Record set: Begin

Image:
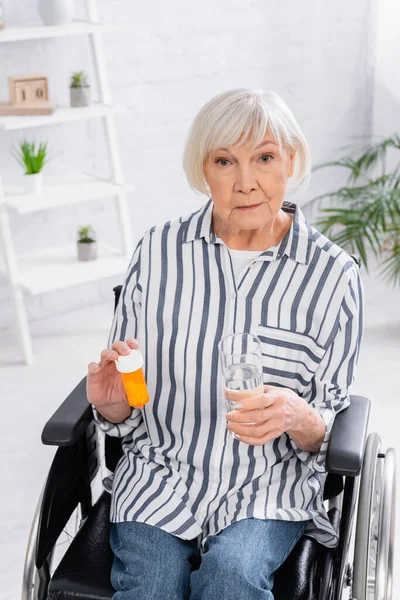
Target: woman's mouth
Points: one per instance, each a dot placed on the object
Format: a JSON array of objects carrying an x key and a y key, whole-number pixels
[{"x": 251, "y": 207}]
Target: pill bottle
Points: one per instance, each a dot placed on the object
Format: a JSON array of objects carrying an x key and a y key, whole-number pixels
[{"x": 131, "y": 368}]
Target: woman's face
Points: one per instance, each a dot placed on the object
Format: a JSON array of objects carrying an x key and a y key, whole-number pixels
[{"x": 239, "y": 176}]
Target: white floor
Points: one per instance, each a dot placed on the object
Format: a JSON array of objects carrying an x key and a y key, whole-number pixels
[{"x": 63, "y": 347}]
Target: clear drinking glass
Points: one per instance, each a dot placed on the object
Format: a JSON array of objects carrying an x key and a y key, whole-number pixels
[{"x": 240, "y": 358}]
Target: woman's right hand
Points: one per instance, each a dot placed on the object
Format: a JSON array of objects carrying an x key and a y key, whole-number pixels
[{"x": 104, "y": 385}]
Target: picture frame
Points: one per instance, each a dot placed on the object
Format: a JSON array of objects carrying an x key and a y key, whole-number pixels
[{"x": 28, "y": 89}]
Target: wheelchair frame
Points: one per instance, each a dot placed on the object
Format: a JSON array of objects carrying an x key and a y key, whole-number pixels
[{"x": 369, "y": 485}]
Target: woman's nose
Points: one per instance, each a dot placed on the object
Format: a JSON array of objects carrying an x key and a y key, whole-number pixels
[{"x": 245, "y": 180}]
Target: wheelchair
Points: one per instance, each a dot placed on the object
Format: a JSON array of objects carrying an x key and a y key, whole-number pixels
[{"x": 359, "y": 495}]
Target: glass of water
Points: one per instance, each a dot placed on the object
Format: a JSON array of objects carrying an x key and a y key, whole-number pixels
[{"x": 240, "y": 358}]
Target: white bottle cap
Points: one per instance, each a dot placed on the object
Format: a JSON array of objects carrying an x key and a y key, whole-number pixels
[{"x": 129, "y": 362}]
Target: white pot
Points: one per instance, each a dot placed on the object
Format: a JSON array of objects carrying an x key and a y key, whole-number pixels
[
  {"x": 34, "y": 183},
  {"x": 56, "y": 12},
  {"x": 87, "y": 250}
]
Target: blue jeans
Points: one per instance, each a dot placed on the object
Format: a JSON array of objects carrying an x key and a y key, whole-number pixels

Record set: End

To do: The entries above, every one of them, should be retyped exactly, with no pictures carried over.

Solution for this exercise:
Image:
Target: woman's mouth
Points: one per instance, each a dot placed on the object
Format: a JSON array of objects carrying an x key and a y key, whole-number pixels
[{"x": 251, "y": 207}]
Target: pill bottle
Points: one per instance, each a dot placed on the object
Format: a JSON array of objects carrying an x key and a y key, whole-number pixels
[{"x": 131, "y": 368}]
Target: woman's face
Points: one per instance, each a dot placed on the object
Format: a JSON array of objects carrying an x key and a y key, whole-number pixels
[{"x": 239, "y": 176}]
Target: white floor
Points: one per instance, each a dot placed on the object
Format: a JSON array of objects carrying an x key and a y key, whole-number pixels
[{"x": 63, "y": 347}]
Target: clear drinking glass
Points: one per instance, each a dot placed on the object
Format: a JSON array of objects carrying an x key and a y key, whole-number pixels
[{"x": 240, "y": 358}]
Target: woman's right hand
Points: one per instance, each a dot placed on the object
Format: a JSON array of objects carrying an x key and a y key, whole-number pixels
[{"x": 104, "y": 385}]
Target: picture frame
Points: one per instance, each a dot placed on the object
Format: a JSON array of objects carrying an x key and a y key, whole-number pixels
[{"x": 28, "y": 89}]
Target: wheelchair frame
Points: one per instance, each a dot placed on the object
Format: a JSON array of objects carrying an x key and a y key, whole-number pixels
[{"x": 369, "y": 485}]
Target: woman's nose
Points: one per instance, each a dot placed on the object
Format: a JSON array of objects carrying an x key and a y key, whole-number pixels
[{"x": 245, "y": 180}]
Target: wheelchair
Points: one per instance, each a dot placed on the object
Format: a JSON array of objects carrying an x key and a y key, whole-number pixels
[{"x": 359, "y": 495}]
Target: glass of water
Points: one per instance, each a dot placed on the object
Format: a JSON array of objects carrying an x key and a y key, whole-number pixels
[{"x": 240, "y": 358}]
Target: white bottle cap
Points: one per instance, each a dot placed on the object
Format: a JSON array of objects carrying an x key and a y key, whole-number pixels
[{"x": 129, "y": 362}]
Target: white pot
Points: one per instance, each a dot placed on the object
Format: a JSON array of objects carrying an x key and a y key, whole-number pixels
[
  {"x": 34, "y": 183},
  {"x": 56, "y": 12},
  {"x": 87, "y": 250}
]
Target: blue jeans
Points: one per instance, each a dot placed on the object
Format: a JSON array of objects carrying an x key and a y key, whole-number pixels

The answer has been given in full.